> [What to do] No pictures go in the copy; everything else in the records below must be output exactly.

◆ ◆ ◆ ◆ ◆

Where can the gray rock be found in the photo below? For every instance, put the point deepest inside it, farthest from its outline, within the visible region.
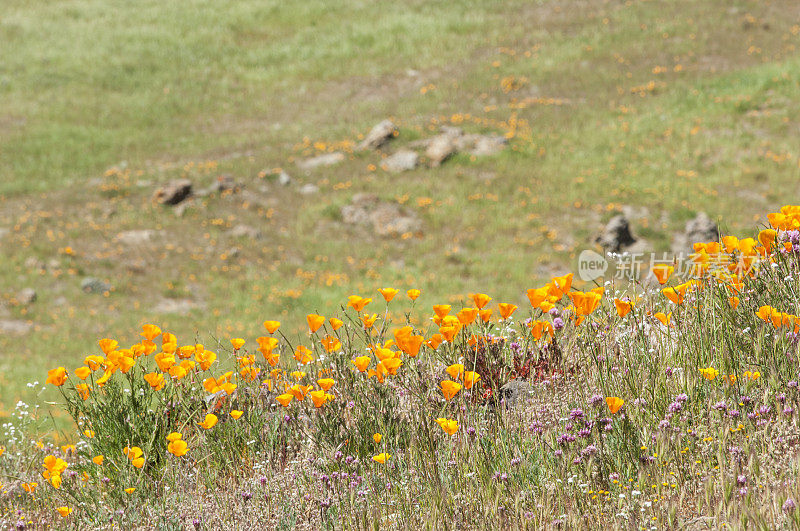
(309, 189)
(173, 192)
(378, 136)
(245, 231)
(403, 160)
(700, 229)
(135, 237)
(94, 285)
(616, 235)
(328, 159)
(34, 263)
(384, 218)
(15, 326)
(284, 179)
(486, 145)
(26, 296)
(451, 130)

◆ ◆ ◆ ◆ ◆

> [Expected answer]
Where can the gray rock be found in the photo below? For every instance, put the point deepest inside it, farthest from its outline, within the visible region.
(309, 189)
(173, 192)
(378, 136)
(245, 231)
(403, 160)
(700, 229)
(135, 237)
(94, 285)
(616, 235)
(328, 159)
(34, 263)
(384, 218)
(15, 326)
(284, 179)
(486, 145)
(26, 296)
(451, 130)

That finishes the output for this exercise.